◆ Work instruction 1:
Answer these from the breathing passage:
(a) How long can the human body go without air?
(b) What two situations bring breathing to the forefront of our minds?
(c) What are the two ways humans tend to breathe?
◆ Work instruction 2: Return the breathing passage word for word from "Breathing is the" up to and including "of our minds.".

◆ Source passage:

▼▼▼

Breathing is the first thing we do when we are born into this world, but also, it is the last thing we do before we leave this earth. The human body is known to endure long periods without eating, drinking or sleeping, but only three minutes without air. Therefore, breathing is high up in the priority list for survival. However, breathing isn’t something we think about much as we can breathe without conscious effort. We do not worry or stress about whether there is enough air to breathe, or even on how to breathe, until either we have trouble breathing after strenuous activities, or a lung infection comes along and compromises our ability to breathe well. In such times, breathing is at the forefront of our minds.

Humans tend to breathe through two ways; through the chest and through the abdomen. What is the difference?

▲▲▲

◆ Data shown:
▼▼▼

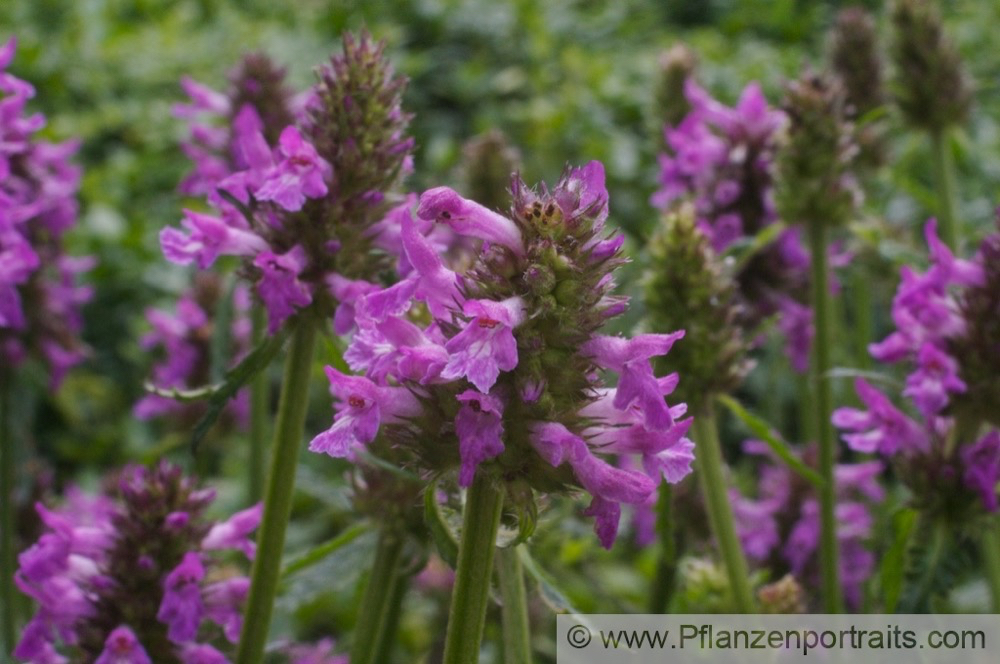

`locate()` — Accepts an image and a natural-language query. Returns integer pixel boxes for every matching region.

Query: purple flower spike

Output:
[962,431,1000,512]
[441,297,525,393]
[180,643,229,664]
[417,187,524,256]
[582,330,684,431]
[455,390,504,487]
[309,367,420,458]
[156,551,205,643]
[903,343,966,418]
[253,245,312,334]
[160,210,270,270]
[201,503,264,560]
[831,378,930,455]
[94,625,152,664]
[255,127,333,212]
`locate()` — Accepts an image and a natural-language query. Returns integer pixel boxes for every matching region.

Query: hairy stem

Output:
[351,526,403,664]
[806,221,843,613]
[931,129,958,251]
[247,304,271,503]
[0,370,17,653]
[693,402,756,613]
[236,320,316,664]
[496,547,532,664]
[444,472,503,664]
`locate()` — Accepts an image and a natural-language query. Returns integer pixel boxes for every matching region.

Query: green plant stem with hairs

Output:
[931,129,959,251]
[236,314,316,664]
[649,482,677,613]
[496,546,532,664]
[806,221,843,613]
[443,471,503,664]
[0,369,17,653]
[693,402,756,613]
[351,525,403,664]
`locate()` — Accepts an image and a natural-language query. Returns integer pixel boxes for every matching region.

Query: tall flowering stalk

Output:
[777,74,859,613]
[0,39,91,651]
[730,440,885,609]
[892,0,972,251]
[160,34,413,663]
[651,79,812,372]
[310,162,693,664]
[645,205,755,613]
[833,221,1000,612]
[14,462,260,664]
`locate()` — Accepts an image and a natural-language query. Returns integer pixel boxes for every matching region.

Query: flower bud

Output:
[775,72,860,226]
[645,205,750,412]
[892,0,972,131]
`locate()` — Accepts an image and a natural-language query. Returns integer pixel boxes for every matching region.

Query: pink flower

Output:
[417,187,524,256]
[309,367,420,457]
[254,127,333,212]
[441,297,525,393]
[94,625,152,664]
[156,551,205,643]
[253,245,312,334]
[160,210,270,270]
[455,390,504,487]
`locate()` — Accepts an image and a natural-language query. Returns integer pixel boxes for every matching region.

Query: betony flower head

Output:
[14,462,260,664]
[160,33,413,334]
[310,162,693,547]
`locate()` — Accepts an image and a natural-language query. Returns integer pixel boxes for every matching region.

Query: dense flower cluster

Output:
[0,39,91,386]
[133,272,251,424]
[160,34,413,333]
[14,462,260,664]
[730,440,884,606]
[652,79,812,371]
[833,220,1000,511]
[310,162,693,547]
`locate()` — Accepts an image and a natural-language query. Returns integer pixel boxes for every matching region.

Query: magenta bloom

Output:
[441,297,524,392]
[160,210,270,270]
[255,127,333,212]
[156,551,205,643]
[94,625,152,664]
[309,367,420,457]
[417,187,524,254]
[253,245,312,334]
[455,390,504,487]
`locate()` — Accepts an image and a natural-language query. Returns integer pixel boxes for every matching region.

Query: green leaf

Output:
[517,546,580,615]
[191,325,292,452]
[879,509,917,613]
[826,367,903,390]
[725,221,788,274]
[281,523,372,578]
[718,394,823,488]
[424,478,458,569]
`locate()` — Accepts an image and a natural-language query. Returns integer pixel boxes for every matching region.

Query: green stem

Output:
[896,512,949,613]
[443,471,503,664]
[351,526,403,664]
[649,482,677,613]
[806,221,843,613]
[497,547,532,664]
[851,264,873,370]
[979,518,1000,613]
[247,304,270,503]
[931,129,958,251]
[693,402,756,613]
[236,320,316,664]
[0,370,17,653]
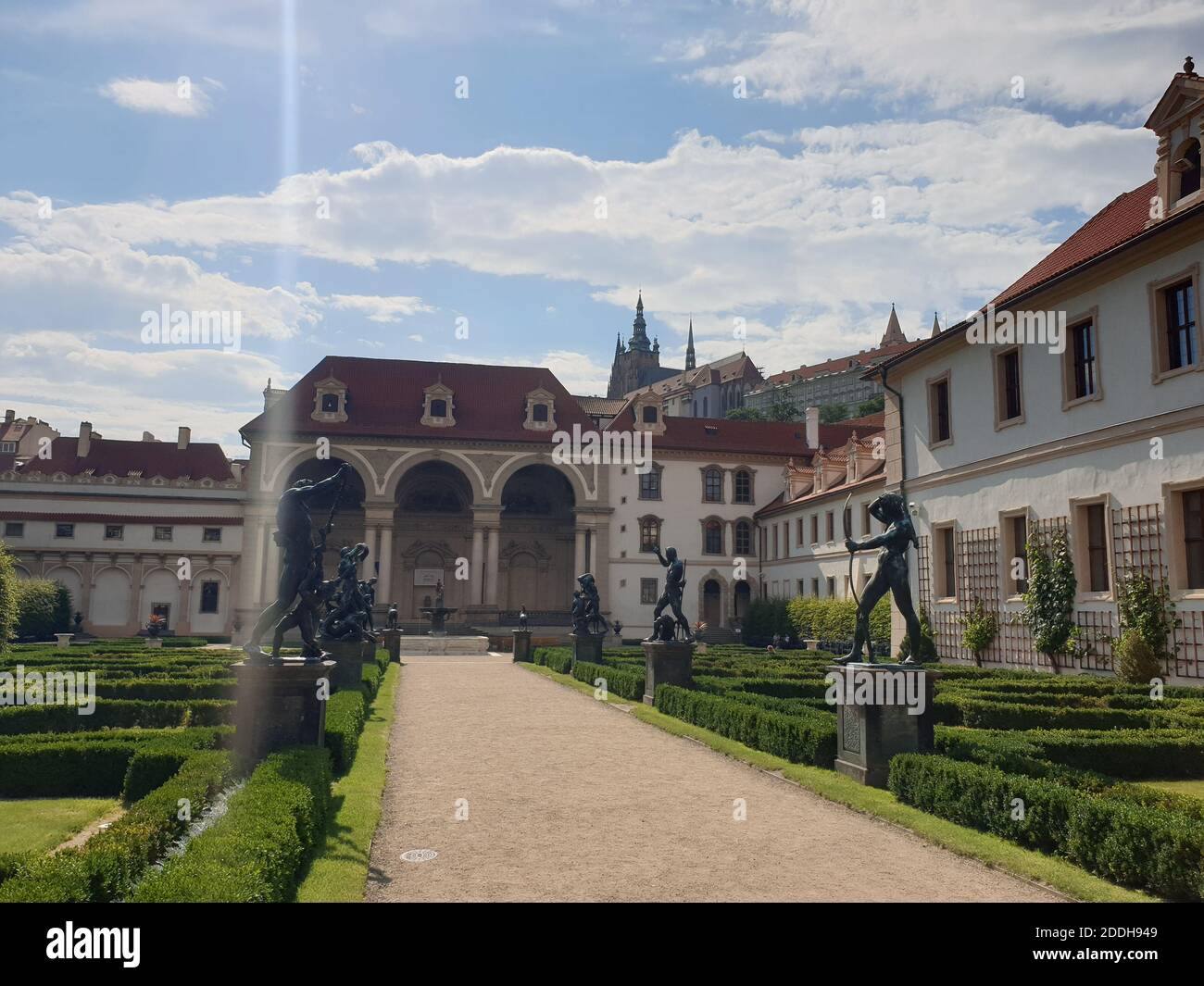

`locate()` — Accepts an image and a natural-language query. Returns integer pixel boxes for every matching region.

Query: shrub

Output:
[131,746,332,903]
[17,579,71,641]
[573,661,645,701]
[0,751,234,903]
[655,685,835,767]
[1112,627,1162,685]
[0,541,19,654]
[326,690,368,774]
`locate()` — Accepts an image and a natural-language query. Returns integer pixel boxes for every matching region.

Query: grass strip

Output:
[520,664,1157,903]
[296,665,401,905]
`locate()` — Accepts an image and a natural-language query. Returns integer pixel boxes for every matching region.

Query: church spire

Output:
[878,301,907,345]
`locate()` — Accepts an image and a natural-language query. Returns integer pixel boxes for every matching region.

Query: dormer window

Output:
[309,377,346,421]
[421,377,455,428]
[522,386,557,431]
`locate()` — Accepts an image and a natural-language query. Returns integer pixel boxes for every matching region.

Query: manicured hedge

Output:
[890,754,1204,901]
[655,685,835,767]
[326,689,368,774]
[0,750,234,903]
[573,661,645,701]
[0,698,235,734]
[132,746,332,903]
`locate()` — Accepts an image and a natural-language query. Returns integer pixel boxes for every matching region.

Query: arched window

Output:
[735,520,753,555]
[639,517,661,552]
[1175,139,1200,201]
[734,469,753,504]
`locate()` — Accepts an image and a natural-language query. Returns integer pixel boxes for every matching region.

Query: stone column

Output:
[469,524,485,605]
[485,525,502,605]
[377,524,394,609]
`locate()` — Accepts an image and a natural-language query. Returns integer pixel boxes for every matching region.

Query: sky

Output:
[0,0,1204,453]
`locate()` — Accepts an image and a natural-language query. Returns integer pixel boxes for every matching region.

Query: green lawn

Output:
[297,665,401,905]
[0,798,120,853]
[518,664,1146,903]
[1145,780,1204,798]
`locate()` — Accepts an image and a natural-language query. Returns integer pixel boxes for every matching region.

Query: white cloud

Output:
[330,295,434,321]
[100,77,213,117]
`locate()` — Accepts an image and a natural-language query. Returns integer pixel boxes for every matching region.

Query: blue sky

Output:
[0,0,1204,449]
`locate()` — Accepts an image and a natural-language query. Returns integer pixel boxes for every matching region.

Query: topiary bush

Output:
[1112,627,1162,685]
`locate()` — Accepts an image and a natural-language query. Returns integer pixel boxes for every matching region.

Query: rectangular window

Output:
[639,468,661,500]
[928,376,954,445]
[201,581,220,613]
[934,524,958,600]
[1162,281,1198,369]
[1183,490,1204,589]
[1084,504,1108,593]
[1071,321,1098,401]
[995,348,1022,424]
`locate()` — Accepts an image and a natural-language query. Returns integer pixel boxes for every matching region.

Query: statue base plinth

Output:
[641,641,695,705]
[825,665,940,787]
[510,630,531,661]
[318,641,376,689]
[233,660,334,766]
[381,630,401,661]
[569,633,606,668]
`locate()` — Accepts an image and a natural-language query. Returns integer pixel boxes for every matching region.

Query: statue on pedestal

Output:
[835,493,923,665]
[244,462,350,661]
[647,544,694,642]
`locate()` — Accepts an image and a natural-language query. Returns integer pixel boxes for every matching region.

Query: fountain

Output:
[418,579,460,637]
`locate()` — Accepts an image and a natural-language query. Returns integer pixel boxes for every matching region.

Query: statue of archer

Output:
[834,493,923,665]
[244,462,352,661]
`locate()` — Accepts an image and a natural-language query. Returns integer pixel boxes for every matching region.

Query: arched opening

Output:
[735,580,753,620]
[386,461,473,621]
[702,579,723,630]
[497,464,572,613]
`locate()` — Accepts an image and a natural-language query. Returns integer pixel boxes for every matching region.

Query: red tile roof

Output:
[992,178,1159,305]
[242,356,595,444]
[20,434,233,482]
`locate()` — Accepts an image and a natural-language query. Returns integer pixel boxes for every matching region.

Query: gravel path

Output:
[368,657,1062,901]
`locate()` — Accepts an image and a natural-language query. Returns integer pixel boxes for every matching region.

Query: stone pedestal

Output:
[380,630,401,661]
[512,630,531,661]
[318,641,376,691]
[825,665,940,787]
[641,641,695,705]
[233,660,334,765]
[569,633,606,668]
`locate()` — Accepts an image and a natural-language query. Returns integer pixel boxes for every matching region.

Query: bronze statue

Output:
[835,493,923,665]
[244,462,350,661]
[647,544,694,643]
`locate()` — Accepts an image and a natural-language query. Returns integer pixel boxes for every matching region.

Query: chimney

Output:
[804,407,820,449]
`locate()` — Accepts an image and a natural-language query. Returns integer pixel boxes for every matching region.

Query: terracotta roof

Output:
[242,356,595,444]
[20,433,233,482]
[0,510,242,527]
[992,178,1159,305]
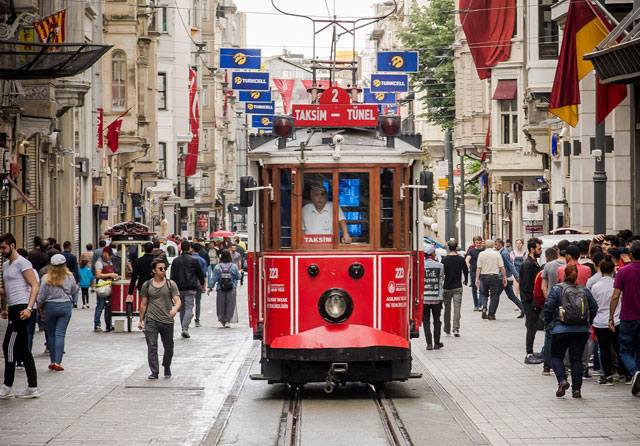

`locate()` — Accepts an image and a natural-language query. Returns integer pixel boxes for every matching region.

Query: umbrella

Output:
[209,229,233,237]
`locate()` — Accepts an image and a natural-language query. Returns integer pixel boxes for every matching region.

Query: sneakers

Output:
[0,384,13,400]
[16,387,40,399]
[524,353,542,364]
[556,379,570,398]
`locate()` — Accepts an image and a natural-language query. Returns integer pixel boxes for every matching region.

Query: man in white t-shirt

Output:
[0,233,40,399]
[302,184,351,244]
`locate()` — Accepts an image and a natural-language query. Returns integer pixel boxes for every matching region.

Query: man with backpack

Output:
[138,258,181,379]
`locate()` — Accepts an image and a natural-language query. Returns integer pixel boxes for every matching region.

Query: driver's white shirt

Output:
[302,201,345,234]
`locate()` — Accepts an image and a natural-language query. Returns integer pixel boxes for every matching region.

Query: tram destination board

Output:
[292,104,378,127]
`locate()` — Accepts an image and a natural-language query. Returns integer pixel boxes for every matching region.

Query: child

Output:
[78,259,96,308]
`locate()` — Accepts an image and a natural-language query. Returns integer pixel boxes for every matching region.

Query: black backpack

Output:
[558,282,589,325]
[220,264,233,291]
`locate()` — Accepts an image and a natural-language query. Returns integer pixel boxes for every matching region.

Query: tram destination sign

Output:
[292,104,378,127]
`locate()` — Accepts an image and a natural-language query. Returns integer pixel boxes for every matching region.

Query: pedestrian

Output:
[518,238,542,364]
[171,240,205,338]
[608,240,640,395]
[476,240,507,321]
[466,235,484,311]
[213,249,240,328]
[78,259,96,308]
[0,233,40,399]
[442,239,469,337]
[38,254,78,372]
[495,239,524,319]
[422,244,444,350]
[544,264,598,398]
[138,258,182,379]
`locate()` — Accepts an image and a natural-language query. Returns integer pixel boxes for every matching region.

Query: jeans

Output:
[443,288,462,334]
[620,321,640,376]
[551,333,589,390]
[480,274,502,316]
[422,302,442,344]
[144,319,173,374]
[44,302,71,364]
[500,280,524,313]
[180,290,196,331]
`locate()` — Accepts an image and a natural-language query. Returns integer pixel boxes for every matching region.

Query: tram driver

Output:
[302,183,351,244]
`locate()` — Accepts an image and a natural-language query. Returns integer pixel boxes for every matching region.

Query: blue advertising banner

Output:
[251,115,273,128]
[378,51,418,73]
[371,74,409,93]
[244,101,276,115]
[220,48,261,70]
[238,91,271,102]
[364,88,396,104]
[231,71,269,91]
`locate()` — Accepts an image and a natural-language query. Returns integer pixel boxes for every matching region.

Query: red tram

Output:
[241,87,433,386]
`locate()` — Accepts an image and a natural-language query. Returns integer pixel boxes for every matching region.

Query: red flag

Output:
[273,79,296,114]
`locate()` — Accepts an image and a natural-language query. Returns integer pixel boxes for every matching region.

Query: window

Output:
[538,0,558,59]
[111,50,127,111]
[499,99,518,144]
[156,73,167,110]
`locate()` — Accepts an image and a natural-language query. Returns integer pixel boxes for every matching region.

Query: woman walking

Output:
[38,254,78,371]
[544,264,598,398]
[213,249,240,328]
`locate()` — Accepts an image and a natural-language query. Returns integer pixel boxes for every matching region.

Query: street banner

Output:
[370,74,409,93]
[378,51,418,73]
[231,71,269,91]
[273,79,296,115]
[238,91,271,102]
[220,48,261,70]
[244,101,275,115]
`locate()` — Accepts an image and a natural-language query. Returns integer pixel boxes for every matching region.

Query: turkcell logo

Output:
[364,88,396,104]
[231,71,269,91]
[371,74,409,93]
[238,91,271,102]
[378,51,418,73]
[251,115,273,128]
[220,48,261,70]
[244,101,276,115]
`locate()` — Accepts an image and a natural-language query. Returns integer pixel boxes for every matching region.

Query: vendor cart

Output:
[105,222,155,332]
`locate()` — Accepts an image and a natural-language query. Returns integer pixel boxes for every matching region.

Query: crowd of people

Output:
[423,230,640,398]
[0,233,247,399]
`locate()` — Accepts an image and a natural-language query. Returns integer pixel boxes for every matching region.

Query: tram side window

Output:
[380,168,395,248]
[280,169,291,248]
[338,172,369,243]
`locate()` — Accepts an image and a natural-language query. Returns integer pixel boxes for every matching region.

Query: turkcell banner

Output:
[231,71,269,91]
[220,48,261,70]
[238,91,271,102]
[371,74,409,93]
[364,88,396,104]
[378,51,418,73]
[251,115,273,128]
[244,101,276,115]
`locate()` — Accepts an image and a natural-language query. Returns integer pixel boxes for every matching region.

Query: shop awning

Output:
[493,79,518,101]
[0,40,113,80]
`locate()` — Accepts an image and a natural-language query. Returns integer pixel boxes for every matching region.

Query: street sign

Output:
[371,74,409,93]
[220,48,261,70]
[378,51,418,73]
[238,91,271,102]
[292,104,378,127]
[244,101,276,115]
[231,71,269,91]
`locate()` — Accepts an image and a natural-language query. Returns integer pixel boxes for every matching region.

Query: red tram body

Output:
[241,88,432,384]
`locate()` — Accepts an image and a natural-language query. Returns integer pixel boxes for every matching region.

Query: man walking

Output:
[138,258,181,379]
[476,240,507,321]
[0,233,40,399]
[171,240,204,338]
[442,239,469,337]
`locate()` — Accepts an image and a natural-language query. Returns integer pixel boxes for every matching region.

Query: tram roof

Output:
[247,128,423,163]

▲▲▲

◆ Exercise result 1:
(a) Three minutes.
(b) Having trouble breathing after strenuous activities, or a lung infection that compromises our ability to breathe well.
(c) Through the chest and through the abdomen.

◆ Exercise result 2:
Breathing is the first thing we do when we are born into this world, but also, it is the last thing we do before we leave this earth. The human body is known to endure long periods without eating, drinking or sleeping, but only three minutes without air. Therefore, breathing is high up in the priority list for survival. However, breathing isn’t something we think about much as we can breathe without conscious effort. We do not worry or stress about whether there is enough air to breathe, or even on how to breathe, until either we have trouble breathing after strenuous activities, or a lung infection comes along and compromises our ability to breathe well. In such times, breathing is at the forefront of our minds.